> _Data rows_:
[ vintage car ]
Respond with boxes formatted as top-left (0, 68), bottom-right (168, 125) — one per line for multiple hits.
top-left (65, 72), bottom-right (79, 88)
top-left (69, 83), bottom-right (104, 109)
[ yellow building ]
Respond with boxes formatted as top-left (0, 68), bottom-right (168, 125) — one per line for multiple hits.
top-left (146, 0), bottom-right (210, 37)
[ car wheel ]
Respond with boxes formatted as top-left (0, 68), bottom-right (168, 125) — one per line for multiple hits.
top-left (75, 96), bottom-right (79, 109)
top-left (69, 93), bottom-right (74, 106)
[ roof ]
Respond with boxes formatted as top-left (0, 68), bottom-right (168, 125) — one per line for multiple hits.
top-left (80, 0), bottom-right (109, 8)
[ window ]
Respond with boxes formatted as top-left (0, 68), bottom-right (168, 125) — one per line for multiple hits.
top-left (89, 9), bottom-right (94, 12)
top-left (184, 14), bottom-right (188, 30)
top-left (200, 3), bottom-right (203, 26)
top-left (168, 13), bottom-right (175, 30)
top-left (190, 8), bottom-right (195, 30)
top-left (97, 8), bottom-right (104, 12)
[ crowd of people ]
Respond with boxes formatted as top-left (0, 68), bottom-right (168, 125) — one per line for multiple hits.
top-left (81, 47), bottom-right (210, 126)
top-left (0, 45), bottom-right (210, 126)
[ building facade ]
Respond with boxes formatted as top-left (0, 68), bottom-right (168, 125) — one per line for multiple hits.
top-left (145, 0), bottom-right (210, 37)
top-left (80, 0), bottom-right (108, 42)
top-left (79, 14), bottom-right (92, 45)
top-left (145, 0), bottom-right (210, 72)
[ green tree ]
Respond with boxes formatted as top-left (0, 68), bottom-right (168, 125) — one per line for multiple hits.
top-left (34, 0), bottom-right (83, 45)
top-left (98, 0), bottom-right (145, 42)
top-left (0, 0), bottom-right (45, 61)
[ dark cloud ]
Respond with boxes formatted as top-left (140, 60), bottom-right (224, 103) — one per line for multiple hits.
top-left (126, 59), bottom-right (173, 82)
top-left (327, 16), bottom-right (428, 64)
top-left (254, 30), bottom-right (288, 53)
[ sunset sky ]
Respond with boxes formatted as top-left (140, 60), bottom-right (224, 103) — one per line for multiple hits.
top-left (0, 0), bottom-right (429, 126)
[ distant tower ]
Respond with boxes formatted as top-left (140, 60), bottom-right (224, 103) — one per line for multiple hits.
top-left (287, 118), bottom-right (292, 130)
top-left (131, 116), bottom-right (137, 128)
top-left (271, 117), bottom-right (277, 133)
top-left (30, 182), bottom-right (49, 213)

> _Work required_: Convert the entries above, everything from the line containing "[ car wheel ]" down through the line containing "top-left (0, 45), bottom-right (210, 126)", into a two-column CSV with the headers input and output, one row per entry. Put each field in quotation marks and replace any line breaks within it with spaces.

> _The completed task_:
input,output
"[ car wheel ] Respond with boxes formatted as top-left (0, 68), bottom-right (168, 125) — one per line for multiple hits.","top-left (75, 96), bottom-right (79, 109) top-left (69, 93), bottom-right (74, 106)"
"[ roof ] Respond with boxes formatted as top-left (0, 68), bottom-right (168, 125) — one per line for multiple hits.","top-left (80, 0), bottom-right (109, 8)"
"[ window ] Respond with boxes formatted as top-left (0, 68), bottom-right (168, 125) — one per line for multiple hits.","top-left (89, 9), bottom-right (94, 12) top-left (184, 14), bottom-right (188, 30) top-left (200, 3), bottom-right (203, 26) top-left (168, 13), bottom-right (175, 30) top-left (190, 8), bottom-right (195, 30) top-left (97, 8), bottom-right (104, 12)"
"[ crowd of people ] Respond with boxes formatted as top-left (0, 68), bottom-right (168, 125) — one per line for multiple hits.","top-left (81, 47), bottom-right (210, 126) top-left (0, 45), bottom-right (210, 126)"